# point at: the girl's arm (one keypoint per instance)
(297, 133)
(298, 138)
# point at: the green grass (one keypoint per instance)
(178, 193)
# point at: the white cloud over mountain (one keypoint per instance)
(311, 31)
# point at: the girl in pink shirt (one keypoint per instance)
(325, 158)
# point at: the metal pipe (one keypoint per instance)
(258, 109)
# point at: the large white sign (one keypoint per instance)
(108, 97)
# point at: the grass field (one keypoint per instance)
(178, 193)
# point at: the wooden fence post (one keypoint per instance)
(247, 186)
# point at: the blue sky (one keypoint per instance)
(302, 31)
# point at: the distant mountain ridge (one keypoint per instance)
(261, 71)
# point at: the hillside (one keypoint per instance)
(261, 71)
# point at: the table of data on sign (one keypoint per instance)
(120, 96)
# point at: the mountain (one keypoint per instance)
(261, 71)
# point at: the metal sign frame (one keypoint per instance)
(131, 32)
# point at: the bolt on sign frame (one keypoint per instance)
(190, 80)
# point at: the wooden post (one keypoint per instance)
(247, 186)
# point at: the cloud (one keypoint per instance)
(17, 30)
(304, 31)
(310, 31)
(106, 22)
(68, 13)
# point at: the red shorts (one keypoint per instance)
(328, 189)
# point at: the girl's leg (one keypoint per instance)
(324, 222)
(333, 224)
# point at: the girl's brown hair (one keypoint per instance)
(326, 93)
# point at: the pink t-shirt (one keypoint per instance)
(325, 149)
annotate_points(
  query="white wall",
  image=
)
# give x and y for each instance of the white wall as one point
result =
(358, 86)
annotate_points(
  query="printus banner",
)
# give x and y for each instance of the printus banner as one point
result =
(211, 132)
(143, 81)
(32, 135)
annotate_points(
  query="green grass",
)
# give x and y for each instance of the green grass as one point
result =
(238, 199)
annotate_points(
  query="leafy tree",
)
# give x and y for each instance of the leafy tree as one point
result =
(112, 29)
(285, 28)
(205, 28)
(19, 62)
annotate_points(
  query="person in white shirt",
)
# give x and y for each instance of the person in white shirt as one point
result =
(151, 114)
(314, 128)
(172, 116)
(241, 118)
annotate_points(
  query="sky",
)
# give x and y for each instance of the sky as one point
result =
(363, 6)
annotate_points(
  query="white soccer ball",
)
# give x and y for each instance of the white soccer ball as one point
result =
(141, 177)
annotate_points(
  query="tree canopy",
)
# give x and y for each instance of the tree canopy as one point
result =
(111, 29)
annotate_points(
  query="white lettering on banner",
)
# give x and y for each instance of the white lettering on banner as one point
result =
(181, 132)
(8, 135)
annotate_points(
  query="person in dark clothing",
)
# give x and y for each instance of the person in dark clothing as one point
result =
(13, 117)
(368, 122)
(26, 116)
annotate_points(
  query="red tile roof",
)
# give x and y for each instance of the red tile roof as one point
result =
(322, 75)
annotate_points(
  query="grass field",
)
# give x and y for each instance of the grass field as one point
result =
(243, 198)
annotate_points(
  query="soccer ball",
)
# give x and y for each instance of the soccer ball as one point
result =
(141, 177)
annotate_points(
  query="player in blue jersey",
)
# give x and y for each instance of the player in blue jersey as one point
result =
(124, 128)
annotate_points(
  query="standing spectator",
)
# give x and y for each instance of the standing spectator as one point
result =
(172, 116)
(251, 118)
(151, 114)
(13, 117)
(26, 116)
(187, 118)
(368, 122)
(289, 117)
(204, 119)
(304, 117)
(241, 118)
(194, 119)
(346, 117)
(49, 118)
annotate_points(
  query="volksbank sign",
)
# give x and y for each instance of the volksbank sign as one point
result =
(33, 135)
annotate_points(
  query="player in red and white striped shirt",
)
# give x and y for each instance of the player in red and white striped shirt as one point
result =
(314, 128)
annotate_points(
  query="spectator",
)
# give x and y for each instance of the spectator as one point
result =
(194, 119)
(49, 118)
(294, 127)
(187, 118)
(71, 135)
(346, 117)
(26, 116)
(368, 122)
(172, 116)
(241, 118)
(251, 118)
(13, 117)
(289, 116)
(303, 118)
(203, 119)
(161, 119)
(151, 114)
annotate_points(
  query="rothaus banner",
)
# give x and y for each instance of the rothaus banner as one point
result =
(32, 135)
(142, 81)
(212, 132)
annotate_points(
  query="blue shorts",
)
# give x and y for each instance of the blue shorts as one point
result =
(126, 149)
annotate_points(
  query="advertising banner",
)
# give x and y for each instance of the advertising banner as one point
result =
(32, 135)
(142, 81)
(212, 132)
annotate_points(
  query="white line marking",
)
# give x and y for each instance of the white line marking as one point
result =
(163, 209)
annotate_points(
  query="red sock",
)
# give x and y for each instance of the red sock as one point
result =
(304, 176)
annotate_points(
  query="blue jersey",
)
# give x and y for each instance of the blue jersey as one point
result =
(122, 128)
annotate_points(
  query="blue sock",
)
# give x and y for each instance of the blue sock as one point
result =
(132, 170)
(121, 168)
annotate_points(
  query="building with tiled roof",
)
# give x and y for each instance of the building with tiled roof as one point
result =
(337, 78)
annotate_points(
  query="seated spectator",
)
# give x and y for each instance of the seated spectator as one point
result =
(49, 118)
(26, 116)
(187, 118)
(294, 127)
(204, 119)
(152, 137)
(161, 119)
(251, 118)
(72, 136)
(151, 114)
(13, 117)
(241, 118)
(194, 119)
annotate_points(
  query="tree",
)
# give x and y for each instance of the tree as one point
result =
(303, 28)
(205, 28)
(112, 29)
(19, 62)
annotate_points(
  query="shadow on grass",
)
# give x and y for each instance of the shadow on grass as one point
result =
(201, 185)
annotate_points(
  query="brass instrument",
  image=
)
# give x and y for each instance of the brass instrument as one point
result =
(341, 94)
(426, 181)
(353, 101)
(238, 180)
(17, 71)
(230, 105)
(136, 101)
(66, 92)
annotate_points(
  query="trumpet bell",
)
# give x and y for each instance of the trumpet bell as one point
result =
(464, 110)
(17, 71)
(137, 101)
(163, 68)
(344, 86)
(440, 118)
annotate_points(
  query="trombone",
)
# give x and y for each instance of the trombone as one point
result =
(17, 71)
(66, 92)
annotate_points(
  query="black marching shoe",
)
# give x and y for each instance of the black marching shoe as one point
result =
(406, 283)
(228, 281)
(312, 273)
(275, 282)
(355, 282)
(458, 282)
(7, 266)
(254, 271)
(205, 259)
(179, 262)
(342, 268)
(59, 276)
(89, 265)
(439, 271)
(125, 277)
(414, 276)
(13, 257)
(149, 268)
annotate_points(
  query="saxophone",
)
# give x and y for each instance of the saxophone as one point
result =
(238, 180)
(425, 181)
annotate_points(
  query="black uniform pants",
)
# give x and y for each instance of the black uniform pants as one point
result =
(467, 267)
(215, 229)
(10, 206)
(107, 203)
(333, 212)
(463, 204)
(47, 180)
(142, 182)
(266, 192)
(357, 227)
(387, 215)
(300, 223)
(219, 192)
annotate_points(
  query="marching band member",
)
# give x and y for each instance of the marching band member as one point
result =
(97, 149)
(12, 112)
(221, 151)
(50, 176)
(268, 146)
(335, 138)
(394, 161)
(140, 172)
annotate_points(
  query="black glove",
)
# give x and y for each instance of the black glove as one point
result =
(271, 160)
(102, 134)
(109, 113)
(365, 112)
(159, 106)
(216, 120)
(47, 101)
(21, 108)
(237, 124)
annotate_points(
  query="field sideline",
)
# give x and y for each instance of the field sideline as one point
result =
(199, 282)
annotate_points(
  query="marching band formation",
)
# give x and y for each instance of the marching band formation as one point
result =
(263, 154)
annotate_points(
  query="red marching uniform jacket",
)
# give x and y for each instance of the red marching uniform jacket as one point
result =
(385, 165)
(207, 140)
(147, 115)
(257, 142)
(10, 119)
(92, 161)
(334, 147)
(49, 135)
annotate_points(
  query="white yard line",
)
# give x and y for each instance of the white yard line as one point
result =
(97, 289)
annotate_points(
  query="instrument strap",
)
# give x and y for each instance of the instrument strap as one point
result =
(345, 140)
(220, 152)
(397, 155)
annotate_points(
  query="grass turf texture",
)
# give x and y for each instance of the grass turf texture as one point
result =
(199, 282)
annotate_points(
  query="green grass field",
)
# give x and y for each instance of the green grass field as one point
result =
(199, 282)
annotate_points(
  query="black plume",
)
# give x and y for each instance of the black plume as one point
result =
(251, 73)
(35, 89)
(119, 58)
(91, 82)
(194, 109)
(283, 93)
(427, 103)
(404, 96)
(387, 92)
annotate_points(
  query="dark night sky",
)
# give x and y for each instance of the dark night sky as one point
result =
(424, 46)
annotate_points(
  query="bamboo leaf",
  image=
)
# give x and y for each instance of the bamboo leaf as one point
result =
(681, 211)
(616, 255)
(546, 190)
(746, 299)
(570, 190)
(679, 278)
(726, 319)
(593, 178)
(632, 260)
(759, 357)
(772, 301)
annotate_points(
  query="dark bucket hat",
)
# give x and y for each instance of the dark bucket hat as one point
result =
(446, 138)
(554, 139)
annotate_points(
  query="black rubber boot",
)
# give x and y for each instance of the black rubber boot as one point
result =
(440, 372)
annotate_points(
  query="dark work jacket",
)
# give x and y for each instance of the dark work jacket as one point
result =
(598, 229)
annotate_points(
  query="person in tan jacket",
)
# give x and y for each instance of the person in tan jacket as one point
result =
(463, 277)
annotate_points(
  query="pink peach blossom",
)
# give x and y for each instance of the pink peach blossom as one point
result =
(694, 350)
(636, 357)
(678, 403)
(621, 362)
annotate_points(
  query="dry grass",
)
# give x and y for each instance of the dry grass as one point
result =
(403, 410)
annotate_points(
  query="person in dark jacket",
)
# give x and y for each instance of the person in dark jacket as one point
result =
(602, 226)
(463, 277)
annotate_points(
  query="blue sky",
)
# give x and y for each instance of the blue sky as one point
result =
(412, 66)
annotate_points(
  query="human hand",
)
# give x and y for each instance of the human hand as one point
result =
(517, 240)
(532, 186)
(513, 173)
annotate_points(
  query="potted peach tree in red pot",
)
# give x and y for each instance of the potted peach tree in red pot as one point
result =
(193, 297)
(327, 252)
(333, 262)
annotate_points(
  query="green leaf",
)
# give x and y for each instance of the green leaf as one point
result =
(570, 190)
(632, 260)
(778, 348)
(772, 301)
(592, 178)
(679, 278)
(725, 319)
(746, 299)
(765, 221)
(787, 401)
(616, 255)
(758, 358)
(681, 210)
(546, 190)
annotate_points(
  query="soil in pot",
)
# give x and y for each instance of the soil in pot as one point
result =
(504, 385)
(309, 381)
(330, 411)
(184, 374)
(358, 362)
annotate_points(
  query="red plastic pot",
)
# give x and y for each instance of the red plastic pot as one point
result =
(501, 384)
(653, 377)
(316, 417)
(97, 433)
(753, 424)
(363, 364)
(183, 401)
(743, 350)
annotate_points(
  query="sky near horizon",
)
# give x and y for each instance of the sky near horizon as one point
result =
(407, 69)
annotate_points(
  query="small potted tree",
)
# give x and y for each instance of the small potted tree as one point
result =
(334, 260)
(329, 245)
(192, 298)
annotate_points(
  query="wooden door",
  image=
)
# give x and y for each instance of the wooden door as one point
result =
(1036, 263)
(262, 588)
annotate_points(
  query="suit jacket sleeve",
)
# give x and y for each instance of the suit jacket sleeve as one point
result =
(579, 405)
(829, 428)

====

### WORK TASK
Each line of the data that contains "person" should be counted; please give only the number.

### TASK RESULT
8